(PROBLEM TO SOLVE) Look for the word "each" in the entries and copy every line where it shows up.

(STORED DATA)
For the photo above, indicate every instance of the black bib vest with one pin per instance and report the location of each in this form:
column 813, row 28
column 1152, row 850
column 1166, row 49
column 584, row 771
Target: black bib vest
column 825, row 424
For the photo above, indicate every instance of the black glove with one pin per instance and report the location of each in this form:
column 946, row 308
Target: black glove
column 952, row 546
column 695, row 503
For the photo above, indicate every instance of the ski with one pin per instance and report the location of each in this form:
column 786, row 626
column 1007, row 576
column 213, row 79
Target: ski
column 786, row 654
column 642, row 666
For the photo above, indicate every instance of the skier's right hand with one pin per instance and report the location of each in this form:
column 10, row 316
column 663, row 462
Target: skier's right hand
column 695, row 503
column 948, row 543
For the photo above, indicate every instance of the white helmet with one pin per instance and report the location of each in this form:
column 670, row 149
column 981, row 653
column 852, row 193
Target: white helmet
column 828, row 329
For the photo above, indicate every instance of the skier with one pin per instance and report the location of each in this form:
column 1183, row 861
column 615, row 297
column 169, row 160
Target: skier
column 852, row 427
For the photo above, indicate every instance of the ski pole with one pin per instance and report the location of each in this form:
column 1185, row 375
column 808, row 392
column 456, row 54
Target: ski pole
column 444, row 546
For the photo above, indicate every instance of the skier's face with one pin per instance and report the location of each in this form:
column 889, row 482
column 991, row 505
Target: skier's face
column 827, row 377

(REPLY)
For the photo above, indicate every instance of the black bib vest with one pin per instance and report the location of each in this form:
For the photo above, indicate every instance of the black glove with one pin per instance and report the location of each in this form:
For the photo above, indicate every instance of the ski with one pin per instance and report the location of each in this form:
For the photo above, indicate every instance of the skier's right hand with one pin per instance and report the location of each in this form:
For the photo above, indicate every instance of the white helmet with one pin per instance and report the location of each in this form:
For the photo above, indicate every instance of the skier with one pin per instance and report the location of each in this form:
For the photo above, indicate every instance of the ski pole with one pin per instance and report the location of each in this form:
For the photo above, indicate every instance of the skier's face with one pin per instance and report the location of each in this form:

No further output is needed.